Desafio a:
Responda a estas perguntas com base no editorial:
(i) Que ano letivo começou?
(ii) Quantos anos de distribuição de kits escolares se celebraram este ano?
(iii) Que problema grave as declarações dos governantes ignoram?

Texto:
= = = =

JORNAL 668 DE 17 DE
SETEMBRO DE 2014
Editorial
Iniciaram-se as aulas
do ano lectivo de 2014-2015. Como já é habitual o acontecimento é acompanhado
por grandes aparições na televisão e na rádio do Primeiro-ministro e de membros
do governo. O alarido maior é feito à volta de distribuição de kits escolares.
Este ano celebraram-se os dez anos de distribuição de kits com o governo e a
FICASE a congratularem-se com a sua generosidade “oficial”, generosidade na
realidade suportada pelos impostos de todos e pelas dádivas de entidades
privadas. Na plateia vêem-se crianças e pais em demonstrações públicas de
agradecimento por terem sido “contemplados”. Também não faltaram os anúncios de
construções novas e reparações em escolas e liceus. Ausente mesmo só esteve a
problemática da qualidade do ensino. Como de costume, no fim do ano lectivo não
houve avaliação compreensiva dos resultados porque se estaria a compilar dados
e no início do novo ano slogans e anúncios substituem discussões aprofundadas
sobre o assunto.
Declarações de
governantes que “o sistema educativo
está bem e que o ensino superior está a melhorar” ignoram o problema grave da
falta de empregabilidade dos jovens saídos dos liceus e universidades do país.

= = = =

(Registos de indicação de objetos nomeados)
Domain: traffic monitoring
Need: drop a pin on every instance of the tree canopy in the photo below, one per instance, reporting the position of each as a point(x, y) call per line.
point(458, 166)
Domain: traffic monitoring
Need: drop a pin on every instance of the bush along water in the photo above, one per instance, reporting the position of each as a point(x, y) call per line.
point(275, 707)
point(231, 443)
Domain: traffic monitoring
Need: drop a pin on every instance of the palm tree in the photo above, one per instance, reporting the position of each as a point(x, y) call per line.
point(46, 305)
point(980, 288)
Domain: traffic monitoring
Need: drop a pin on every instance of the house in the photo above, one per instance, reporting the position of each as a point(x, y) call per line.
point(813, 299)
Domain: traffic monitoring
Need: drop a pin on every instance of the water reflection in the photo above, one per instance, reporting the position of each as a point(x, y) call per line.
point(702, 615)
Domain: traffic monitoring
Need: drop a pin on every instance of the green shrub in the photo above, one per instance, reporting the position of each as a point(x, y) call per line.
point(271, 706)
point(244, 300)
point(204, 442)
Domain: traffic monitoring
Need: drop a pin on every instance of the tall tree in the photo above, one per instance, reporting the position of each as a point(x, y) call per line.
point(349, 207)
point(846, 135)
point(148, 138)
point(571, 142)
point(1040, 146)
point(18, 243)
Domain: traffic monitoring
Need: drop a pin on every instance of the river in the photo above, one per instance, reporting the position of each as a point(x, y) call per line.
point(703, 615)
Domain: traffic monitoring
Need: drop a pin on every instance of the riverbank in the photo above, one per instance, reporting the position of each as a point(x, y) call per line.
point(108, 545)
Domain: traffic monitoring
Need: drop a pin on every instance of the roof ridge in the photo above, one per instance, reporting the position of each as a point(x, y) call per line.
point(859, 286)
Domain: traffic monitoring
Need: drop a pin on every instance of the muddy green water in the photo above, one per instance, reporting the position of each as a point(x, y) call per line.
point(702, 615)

= = = =

Desafio b: Por favor, transcreva os registos desde o início até à linha que contém "point(813, 299)", inclusive, trocando "traffic monitoring" por "road monitoring" e mantendo tudo o resto igual.

Resposta a:
(i) O ano letivo de 2014-2015.
(ii) Dez anos.
(iii) A falta de empregabilidade dos jovens saídos dos liceus e universidades do país.

Resposta b:
Domain: road monitoring
Need: drop a pin on every instance of the tree canopy in the photo below, one per instance, reporting the position of each as a point(x, y) call per line.
point(458, 166)
Domain: road monitoring
Need: drop a pin on every instance of the bush along water in the photo above, one per instance, reporting the position of each as a point(x, y) call per line.
point(275, 707)
point(231, 443)
Domain: road monitoring
Need: drop a pin on every instance of the palm tree in the photo above, one per instance, reporting the position of each as a point(x, y) call per line.
point(46, 305)
point(980, 288)
Domain: road monitoring
Need: drop a pin on every instance of the house in the photo above, one per instance, reporting the position of each as a point(x, y) call per line.
point(813, 299)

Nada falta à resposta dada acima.